Stored items from a collection:
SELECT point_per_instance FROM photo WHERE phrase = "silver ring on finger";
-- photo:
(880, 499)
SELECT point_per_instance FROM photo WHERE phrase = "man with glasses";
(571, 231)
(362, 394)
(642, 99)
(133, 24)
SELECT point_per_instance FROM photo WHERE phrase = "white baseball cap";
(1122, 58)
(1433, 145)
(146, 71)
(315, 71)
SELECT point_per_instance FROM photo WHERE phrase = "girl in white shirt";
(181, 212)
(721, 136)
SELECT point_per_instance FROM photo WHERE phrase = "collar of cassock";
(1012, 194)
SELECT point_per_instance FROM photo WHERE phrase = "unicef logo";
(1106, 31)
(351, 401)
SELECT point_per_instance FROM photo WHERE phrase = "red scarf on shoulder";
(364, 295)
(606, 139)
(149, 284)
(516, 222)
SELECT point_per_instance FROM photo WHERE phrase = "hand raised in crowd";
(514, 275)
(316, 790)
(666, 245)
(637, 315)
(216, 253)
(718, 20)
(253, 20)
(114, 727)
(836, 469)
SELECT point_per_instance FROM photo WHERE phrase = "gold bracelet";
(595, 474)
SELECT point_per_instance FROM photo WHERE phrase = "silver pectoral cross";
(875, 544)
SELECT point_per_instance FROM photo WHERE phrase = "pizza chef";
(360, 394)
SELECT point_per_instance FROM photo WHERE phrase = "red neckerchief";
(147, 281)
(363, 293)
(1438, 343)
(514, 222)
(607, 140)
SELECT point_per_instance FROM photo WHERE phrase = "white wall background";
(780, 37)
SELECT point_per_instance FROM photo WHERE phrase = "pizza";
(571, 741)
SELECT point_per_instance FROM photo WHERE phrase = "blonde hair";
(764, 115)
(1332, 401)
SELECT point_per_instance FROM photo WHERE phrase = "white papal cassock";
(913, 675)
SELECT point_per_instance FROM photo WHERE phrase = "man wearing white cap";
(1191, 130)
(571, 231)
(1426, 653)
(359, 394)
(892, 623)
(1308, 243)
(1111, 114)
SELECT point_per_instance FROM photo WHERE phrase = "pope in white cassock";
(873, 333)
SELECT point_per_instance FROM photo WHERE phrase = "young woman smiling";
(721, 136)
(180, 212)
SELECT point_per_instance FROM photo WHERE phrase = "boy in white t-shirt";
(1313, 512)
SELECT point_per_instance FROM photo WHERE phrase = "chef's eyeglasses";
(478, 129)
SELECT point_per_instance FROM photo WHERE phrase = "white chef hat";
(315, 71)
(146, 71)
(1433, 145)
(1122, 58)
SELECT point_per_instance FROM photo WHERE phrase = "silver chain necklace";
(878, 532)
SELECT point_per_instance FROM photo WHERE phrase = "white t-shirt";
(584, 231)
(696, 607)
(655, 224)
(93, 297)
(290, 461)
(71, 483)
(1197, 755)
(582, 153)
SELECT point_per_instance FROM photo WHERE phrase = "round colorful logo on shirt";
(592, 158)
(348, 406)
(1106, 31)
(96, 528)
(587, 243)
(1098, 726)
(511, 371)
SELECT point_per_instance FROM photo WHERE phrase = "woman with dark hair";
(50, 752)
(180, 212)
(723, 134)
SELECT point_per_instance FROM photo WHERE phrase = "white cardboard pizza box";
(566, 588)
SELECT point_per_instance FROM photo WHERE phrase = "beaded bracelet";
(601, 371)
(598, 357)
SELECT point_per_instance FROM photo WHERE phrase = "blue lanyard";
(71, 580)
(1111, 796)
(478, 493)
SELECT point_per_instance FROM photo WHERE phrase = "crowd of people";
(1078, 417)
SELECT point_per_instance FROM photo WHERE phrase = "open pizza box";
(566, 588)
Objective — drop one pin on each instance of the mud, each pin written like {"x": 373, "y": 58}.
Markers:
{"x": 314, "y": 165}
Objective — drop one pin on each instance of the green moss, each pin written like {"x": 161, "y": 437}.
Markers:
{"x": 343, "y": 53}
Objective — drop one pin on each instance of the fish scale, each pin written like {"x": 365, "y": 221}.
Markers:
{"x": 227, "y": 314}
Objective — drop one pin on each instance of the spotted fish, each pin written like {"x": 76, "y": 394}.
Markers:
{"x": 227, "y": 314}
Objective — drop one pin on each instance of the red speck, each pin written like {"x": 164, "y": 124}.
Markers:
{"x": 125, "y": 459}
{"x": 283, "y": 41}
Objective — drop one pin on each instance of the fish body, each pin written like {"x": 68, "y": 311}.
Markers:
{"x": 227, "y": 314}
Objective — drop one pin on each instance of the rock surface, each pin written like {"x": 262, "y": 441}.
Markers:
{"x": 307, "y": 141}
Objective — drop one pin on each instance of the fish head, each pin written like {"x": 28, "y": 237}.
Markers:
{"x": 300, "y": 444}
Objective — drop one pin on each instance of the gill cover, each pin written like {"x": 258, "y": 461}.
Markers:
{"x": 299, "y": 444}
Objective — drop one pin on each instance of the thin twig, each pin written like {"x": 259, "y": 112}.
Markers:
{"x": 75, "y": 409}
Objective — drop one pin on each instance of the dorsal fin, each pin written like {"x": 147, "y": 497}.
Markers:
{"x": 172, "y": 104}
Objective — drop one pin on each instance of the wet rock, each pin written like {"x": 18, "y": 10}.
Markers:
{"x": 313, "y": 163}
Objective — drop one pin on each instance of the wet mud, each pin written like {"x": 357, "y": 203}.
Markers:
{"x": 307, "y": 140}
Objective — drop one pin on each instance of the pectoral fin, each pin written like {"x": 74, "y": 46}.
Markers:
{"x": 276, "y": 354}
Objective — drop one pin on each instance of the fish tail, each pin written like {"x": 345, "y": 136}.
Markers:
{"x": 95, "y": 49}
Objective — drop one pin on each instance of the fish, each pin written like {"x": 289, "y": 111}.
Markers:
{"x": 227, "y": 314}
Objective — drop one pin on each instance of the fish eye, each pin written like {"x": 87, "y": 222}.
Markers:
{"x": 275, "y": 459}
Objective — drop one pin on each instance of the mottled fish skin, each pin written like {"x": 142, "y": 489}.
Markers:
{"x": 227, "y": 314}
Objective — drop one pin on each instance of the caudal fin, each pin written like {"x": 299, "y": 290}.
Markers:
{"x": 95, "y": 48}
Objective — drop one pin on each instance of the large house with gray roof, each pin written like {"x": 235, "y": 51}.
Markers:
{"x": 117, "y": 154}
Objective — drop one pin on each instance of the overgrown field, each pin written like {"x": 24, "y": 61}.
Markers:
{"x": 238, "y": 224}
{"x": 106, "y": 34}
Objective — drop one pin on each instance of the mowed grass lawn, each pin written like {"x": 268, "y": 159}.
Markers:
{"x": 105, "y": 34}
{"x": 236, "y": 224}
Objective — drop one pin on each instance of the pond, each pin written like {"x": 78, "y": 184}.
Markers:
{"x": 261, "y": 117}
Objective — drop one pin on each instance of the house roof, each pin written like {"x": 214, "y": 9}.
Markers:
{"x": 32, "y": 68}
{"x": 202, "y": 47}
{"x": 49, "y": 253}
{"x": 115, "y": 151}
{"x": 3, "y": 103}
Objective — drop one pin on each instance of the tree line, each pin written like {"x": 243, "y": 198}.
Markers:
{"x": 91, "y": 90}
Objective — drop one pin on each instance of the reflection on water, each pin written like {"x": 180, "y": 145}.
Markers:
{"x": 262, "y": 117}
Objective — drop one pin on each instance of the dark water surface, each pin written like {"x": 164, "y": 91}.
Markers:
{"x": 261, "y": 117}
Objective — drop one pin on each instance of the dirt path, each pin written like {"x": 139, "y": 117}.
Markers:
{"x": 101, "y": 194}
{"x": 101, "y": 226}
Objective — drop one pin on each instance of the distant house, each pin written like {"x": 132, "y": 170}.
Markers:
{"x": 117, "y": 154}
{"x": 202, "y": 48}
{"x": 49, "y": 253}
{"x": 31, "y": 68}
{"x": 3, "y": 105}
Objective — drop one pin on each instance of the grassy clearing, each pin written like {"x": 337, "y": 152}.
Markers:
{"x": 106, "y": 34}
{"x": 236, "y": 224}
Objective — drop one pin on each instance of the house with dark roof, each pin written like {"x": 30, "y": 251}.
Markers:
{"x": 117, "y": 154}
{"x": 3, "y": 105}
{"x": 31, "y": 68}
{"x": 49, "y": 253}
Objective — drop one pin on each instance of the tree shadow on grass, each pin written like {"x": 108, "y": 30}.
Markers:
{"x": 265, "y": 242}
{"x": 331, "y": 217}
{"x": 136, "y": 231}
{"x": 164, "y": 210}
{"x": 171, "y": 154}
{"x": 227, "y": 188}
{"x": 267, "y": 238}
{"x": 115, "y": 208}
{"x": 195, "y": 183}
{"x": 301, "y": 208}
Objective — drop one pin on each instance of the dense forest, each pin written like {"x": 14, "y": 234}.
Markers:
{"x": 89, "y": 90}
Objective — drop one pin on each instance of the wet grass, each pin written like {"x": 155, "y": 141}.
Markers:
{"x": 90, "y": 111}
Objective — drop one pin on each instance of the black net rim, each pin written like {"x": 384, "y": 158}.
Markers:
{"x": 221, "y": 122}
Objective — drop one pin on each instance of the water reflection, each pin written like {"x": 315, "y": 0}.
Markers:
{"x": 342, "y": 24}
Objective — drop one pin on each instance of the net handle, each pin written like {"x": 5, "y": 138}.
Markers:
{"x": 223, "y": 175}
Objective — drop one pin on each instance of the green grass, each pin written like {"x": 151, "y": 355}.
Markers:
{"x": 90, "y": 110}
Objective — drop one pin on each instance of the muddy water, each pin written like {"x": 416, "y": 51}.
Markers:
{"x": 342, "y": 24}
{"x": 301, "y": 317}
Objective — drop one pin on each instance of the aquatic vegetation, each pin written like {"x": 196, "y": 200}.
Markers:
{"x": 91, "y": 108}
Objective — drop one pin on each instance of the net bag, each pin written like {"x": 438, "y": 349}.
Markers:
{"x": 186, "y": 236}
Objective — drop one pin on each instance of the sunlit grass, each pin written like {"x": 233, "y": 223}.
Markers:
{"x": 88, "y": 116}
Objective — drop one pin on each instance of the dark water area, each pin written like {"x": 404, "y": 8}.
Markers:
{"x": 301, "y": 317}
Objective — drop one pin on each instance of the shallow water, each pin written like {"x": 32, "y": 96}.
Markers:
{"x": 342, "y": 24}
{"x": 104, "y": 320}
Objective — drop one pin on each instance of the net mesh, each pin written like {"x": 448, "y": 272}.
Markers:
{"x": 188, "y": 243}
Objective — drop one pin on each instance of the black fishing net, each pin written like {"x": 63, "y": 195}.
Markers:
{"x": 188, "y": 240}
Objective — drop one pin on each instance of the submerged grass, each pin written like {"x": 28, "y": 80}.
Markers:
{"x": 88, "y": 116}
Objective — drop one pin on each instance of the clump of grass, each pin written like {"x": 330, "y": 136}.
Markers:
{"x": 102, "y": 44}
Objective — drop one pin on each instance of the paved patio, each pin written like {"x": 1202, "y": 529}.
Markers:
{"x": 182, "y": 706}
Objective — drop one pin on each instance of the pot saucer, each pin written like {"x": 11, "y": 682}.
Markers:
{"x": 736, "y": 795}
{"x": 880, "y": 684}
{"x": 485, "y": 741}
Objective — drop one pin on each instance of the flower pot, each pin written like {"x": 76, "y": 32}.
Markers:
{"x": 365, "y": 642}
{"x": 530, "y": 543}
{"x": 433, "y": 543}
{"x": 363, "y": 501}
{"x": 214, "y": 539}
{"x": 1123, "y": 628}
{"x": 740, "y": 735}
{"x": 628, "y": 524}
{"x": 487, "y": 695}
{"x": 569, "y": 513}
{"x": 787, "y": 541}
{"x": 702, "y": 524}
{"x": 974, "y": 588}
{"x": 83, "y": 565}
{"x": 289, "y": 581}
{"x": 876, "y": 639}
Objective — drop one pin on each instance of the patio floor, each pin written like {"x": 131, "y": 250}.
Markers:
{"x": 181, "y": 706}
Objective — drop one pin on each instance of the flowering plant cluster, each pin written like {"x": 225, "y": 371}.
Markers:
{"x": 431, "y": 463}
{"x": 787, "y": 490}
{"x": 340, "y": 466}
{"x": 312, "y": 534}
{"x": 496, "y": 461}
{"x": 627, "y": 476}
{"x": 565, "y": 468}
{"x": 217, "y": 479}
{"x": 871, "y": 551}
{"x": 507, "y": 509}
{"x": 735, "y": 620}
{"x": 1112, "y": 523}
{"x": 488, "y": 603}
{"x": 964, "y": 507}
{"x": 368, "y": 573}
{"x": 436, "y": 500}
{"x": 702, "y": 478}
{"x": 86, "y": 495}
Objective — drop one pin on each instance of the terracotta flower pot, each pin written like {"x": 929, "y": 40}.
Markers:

§ Description of the task
Every line holding the word "green" should be copied out of the records above.

§ Task solution
Objective — drop one pin on each instance of the green moss, each pin written like {"x": 161, "y": 437}.
Objective — drop one pin on each instance of the green grass, each pin written like {"x": 151, "y": 355}.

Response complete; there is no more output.